### WHAT IS REQUIRED
A verbatim printing of the entries that follow is needed; pictures must not appear in it.
RECORDS FOR THE EXERCISE: Begin
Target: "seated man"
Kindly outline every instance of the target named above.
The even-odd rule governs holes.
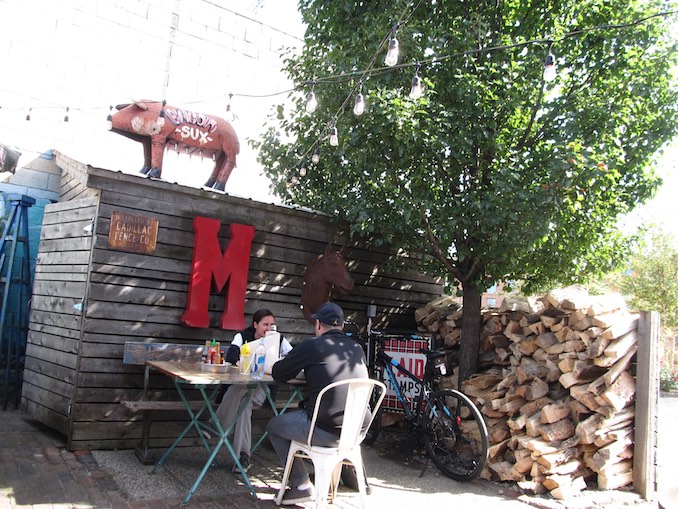
[[[302,341],[284,359],[273,365],[276,381],[287,382],[303,371],[306,377],[307,398],[301,410],[277,415],[268,422],[266,430],[271,444],[284,464],[292,440],[306,441],[318,393],[327,385],[350,378],[368,378],[367,362],[362,347],[343,333],[344,312],[328,302],[312,315],[316,336]],[[313,445],[338,445],[341,431],[345,394],[320,408]],[[291,487],[282,499],[283,505],[299,504],[315,498],[314,487],[302,461],[295,461],[290,474]]]

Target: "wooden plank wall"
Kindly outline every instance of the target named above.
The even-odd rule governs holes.
[[[82,198],[45,207],[26,347],[23,405],[29,414],[68,432],[80,344],[92,236],[84,228],[96,217],[98,199]]]
[[[64,159],[61,155],[57,162]],[[66,160],[61,167],[67,172],[74,166],[79,168]],[[78,178],[84,178],[82,172]],[[232,339],[235,331],[216,327],[224,302],[223,295],[216,293],[209,306],[212,328],[180,325],[195,216],[222,222],[222,247],[227,244],[231,223],[255,227],[246,320],[256,309],[267,307],[276,315],[279,330],[293,342],[312,334],[312,326],[299,308],[302,275],[308,262],[322,253],[328,242],[347,245],[345,258],[356,288],[351,295],[336,296],[334,300],[358,323],[366,323],[366,306],[376,304],[381,313],[377,319],[380,325],[414,329],[413,310],[441,293],[437,281],[415,272],[403,270],[394,275],[379,269],[389,253],[368,250],[350,241],[322,214],[96,168],[87,168],[85,187],[98,191],[99,206],[67,429],[72,450],[136,445],[141,433],[140,416],[118,402],[140,395],[143,370],[123,365],[125,341],[204,342],[216,337],[227,343]],[[154,254],[108,248],[114,211],[158,219]],[[66,296],[64,299],[61,307],[65,309],[70,303]],[[161,375],[152,377],[151,387],[157,398],[173,390]],[[158,421],[151,431],[151,445],[167,445],[183,426],[182,416],[165,413],[158,416]]]

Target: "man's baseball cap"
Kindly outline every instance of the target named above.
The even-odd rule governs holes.
[[[326,325],[344,325],[344,312],[334,302],[326,302],[311,315],[311,318],[319,320]]]

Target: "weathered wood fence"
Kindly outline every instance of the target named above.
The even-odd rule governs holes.
[[[439,281],[406,269],[383,270],[391,253],[367,249],[325,215],[93,168],[63,154],[57,154],[57,164],[62,193],[59,203],[45,209],[22,404],[64,433],[71,450],[137,445],[140,418],[119,401],[140,394],[143,369],[123,364],[125,341],[232,339],[235,331],[216,328],[224,305],[224,296],[216,293],[209,303],[212,328],[180,325],[196,216],[221,221],[222,249],[231,223],[255,227],[246,320],[267,307],[293,341],[312,333],[299,308],[302,275],[328,243],[347,246],[355,289],[334,300],[351,320],[366,323],[367,305],[375,304],[379,326],[414,329],[414,309],[441,294]],[[116,211],[159,221],[153,254],[108,247]],[[153,377],[157,397],[172,390],[168,382]],[[183,425],[183,415],[166,419],[153,426],[152,446],[169,444]]]

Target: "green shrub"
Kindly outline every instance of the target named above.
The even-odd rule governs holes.
[[[675,369],[662,368],[659,372],[659,388],[664,392],[678,389],[678,372]]]

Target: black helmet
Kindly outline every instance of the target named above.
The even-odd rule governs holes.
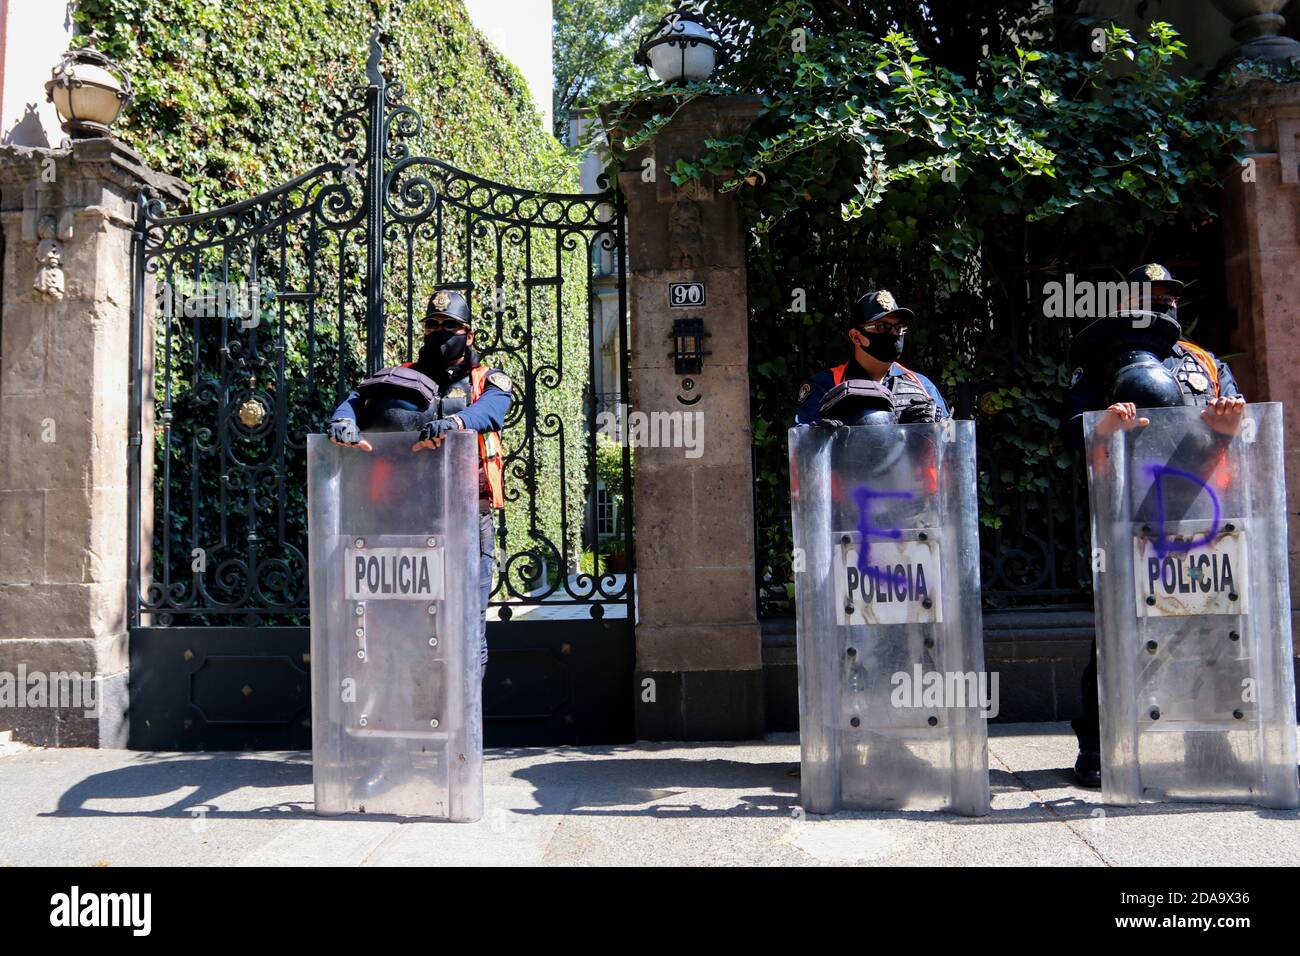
RECORDS FOR THE EXERCISE: End
### ANSWER SPACE
Target: "seated man"
Kindly outline every instance of the target named above.
The even-odd rule governs holes.
[[[302,341],[284,359],[273,365],[276,381],[287,382],[303,371],[306,377],[307,398],[301,410],[277,415],[268,422],[266,430],[271,444],[284,464],[292,440],[306,441],[318,393],[327,385],[350,378],[368,378],[367,362],[362,347],[343,333],[344,312],[328,302],[312,315],[316,336]],[[313,445],[338,445],[341,431],[345,394],[320,408]],[[291,487],[282,499],[283,505],[299,504],[315,498],[314,487],[302,461],[295,461],[290,474]]]

Target: "wooden plank wall"
Kindly outline every instance of the target named above.
The even-odd rule governs holes.
[[[82,198],[45,207],[26,347],[23,405],[29,414],[68,432],[80,344],[92,236],[84,228],[96,217],[98,199]]]
[[[64,159],[61,155],[57,162]],[[66,160],[61,167],[67,172],[74,166],[79,168]],[[78,178],[84,178],[82,172]],[[232,339],[235,331],[216,327],[224,302],[223,295],[216,293],[209,306],[212,328],[180,325],[195,216],[222,222],[222,247],[227,244],[231,223],[255,227],[246,320],[256,309],[267,307],[276,315],[279,330],[293,342],[312,334],[312,326],[299,308],[302,275],[308,262],[322,253],[328,242],[347,245],[345,258],[356,288],[351,295],[336,296],[334,300],[358,323],[366,323],[366,306],[376,304],[381,313],[377,319],[380,325],[414,329],[413,310],[441,293],[437,281],[415,272],[403,270],[394,275],[379,269],[389,253],[368,250],[350,241],[322,214],[96,168],[87,168],[85,187],[98,191],[99,206],[67,429],[72,450],[136,445],[141,433],[140,416],[118,402],[140,395],[143,370],[123,365],[125,341],[204,342],[216,337],[227,343]],[[154,254],[108,248],[114,211],[158,219]],[[66,296],[64,299],[61,307],[65,309],[70,303]],[[161,375],[152,377],[151,387],[157,398],[173,390]],[[158,421],[151,431],[151,445],[167,445],[183,426],[182,416],[165,413],[158,416]]]

Target: "man's baseball cap"
Kindly outline every instance of the target named above.
The even-odd rule governs holes.
[[[326,325],[344,325],[344,312],[334,302],[326,302],[311,315],[311,318],[319,320]]]

Target: "weathered wood fence"
Kindly outline every instance of the target named above.
The even-odd rule governs holes.
[[[439,281],[406,269],[383,270],[391,253],[367,249],[325,215],[93,168],[63,154],[57,154],[57,164],[62,193],[59,203],[45,209],[22,404],[64,433],[71,450],[137,445],[140,418],[119,401],[140,394],[143,369],[123,364],[125,341],[232,339],[235,331],[216,328],[224,305],[224,296],[216,293],[209,303],[212,328],[180,325],[196,216],[221,221],[222,249],[231,223],[255,227],[246,320],[267,307],[293,341],[312,333],[299,308],[302,275],[328,243],[347,246],[355,289],[334,300],[351,320],[366,323],[367,305],[375,304],[379,326],[414,329],[414,309],[441,294]],[[116,211],[159,221],[153,254],[108,247]],[[153,377],[157,397],[172,390],[168,382]],[[183,425],[183,415],[166,419],[153,426],[152,446],[169,444]]]

Target: "green shrub"
Kindly outline every instance of the target named above.
The even-odd rule governs holes.
[[[675,369],[662,368],[659,372],[659,388],[664,392],[678,389],[678,372]]]

Target: black helmet
Kindly outline every instance of the target named above.
The even-odd rule governs holes.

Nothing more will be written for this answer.